Input data:
────

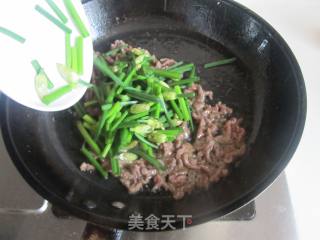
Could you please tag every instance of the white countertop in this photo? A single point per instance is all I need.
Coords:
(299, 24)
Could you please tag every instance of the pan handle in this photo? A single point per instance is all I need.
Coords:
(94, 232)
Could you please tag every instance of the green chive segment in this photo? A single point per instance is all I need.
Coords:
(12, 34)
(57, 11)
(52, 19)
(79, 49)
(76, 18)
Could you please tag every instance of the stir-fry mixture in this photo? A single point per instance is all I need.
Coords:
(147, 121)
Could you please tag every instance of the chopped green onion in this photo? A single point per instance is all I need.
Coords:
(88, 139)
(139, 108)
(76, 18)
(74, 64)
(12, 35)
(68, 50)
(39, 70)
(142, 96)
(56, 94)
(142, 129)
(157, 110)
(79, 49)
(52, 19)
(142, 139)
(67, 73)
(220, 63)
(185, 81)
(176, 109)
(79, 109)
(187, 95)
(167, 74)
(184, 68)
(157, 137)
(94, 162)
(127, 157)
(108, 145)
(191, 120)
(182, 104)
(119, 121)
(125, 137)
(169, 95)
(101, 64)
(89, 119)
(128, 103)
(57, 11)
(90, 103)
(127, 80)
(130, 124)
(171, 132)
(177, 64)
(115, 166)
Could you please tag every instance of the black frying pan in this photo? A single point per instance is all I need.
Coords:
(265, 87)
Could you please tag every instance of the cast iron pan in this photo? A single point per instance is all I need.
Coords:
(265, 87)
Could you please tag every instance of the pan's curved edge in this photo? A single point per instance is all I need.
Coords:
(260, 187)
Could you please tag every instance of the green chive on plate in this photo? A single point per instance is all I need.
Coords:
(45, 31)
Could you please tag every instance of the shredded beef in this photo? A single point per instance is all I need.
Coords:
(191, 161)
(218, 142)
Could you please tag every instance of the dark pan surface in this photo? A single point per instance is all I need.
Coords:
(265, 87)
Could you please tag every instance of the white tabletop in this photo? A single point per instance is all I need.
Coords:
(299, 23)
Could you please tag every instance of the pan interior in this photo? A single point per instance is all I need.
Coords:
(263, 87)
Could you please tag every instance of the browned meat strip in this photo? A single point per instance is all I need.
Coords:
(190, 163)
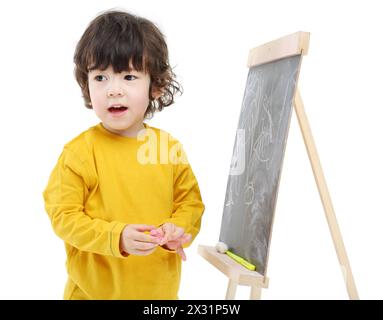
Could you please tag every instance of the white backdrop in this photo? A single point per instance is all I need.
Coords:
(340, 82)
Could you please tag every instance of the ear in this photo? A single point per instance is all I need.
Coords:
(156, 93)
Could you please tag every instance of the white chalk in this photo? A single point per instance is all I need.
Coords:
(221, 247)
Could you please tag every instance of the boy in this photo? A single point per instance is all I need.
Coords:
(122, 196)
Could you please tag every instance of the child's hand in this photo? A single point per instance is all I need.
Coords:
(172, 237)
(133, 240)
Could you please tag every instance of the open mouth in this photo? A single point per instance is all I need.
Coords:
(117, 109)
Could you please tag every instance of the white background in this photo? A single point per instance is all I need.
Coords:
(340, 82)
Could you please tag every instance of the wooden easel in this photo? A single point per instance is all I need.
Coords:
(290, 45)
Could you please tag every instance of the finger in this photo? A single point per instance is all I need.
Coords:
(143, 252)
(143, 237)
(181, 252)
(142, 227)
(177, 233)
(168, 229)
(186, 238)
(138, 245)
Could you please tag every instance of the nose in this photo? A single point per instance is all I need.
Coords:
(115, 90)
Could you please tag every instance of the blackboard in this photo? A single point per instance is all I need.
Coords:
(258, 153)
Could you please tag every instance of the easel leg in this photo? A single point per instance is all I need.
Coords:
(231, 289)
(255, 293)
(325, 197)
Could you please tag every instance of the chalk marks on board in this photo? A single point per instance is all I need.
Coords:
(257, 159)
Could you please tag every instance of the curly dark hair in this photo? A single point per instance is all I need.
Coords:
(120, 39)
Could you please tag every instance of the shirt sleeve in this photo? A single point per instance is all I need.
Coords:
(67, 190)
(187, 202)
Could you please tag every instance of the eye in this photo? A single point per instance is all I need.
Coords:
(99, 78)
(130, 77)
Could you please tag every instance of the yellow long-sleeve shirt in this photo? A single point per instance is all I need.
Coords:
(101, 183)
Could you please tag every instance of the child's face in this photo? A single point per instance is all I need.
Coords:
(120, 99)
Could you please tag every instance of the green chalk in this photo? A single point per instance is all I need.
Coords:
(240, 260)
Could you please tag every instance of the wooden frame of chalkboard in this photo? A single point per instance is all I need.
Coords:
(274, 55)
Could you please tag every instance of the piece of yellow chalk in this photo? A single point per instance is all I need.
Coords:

────

Work instructions: Write out each line of the data that holds the string "yellow".

Solution below:
Could you please tag every instance of the yellow long-sleeve shirt in this photo? A single point per instance is all I need.
Could you please tag every instance of the piece of yellow chalk in this photo? A single point per instance is all I need.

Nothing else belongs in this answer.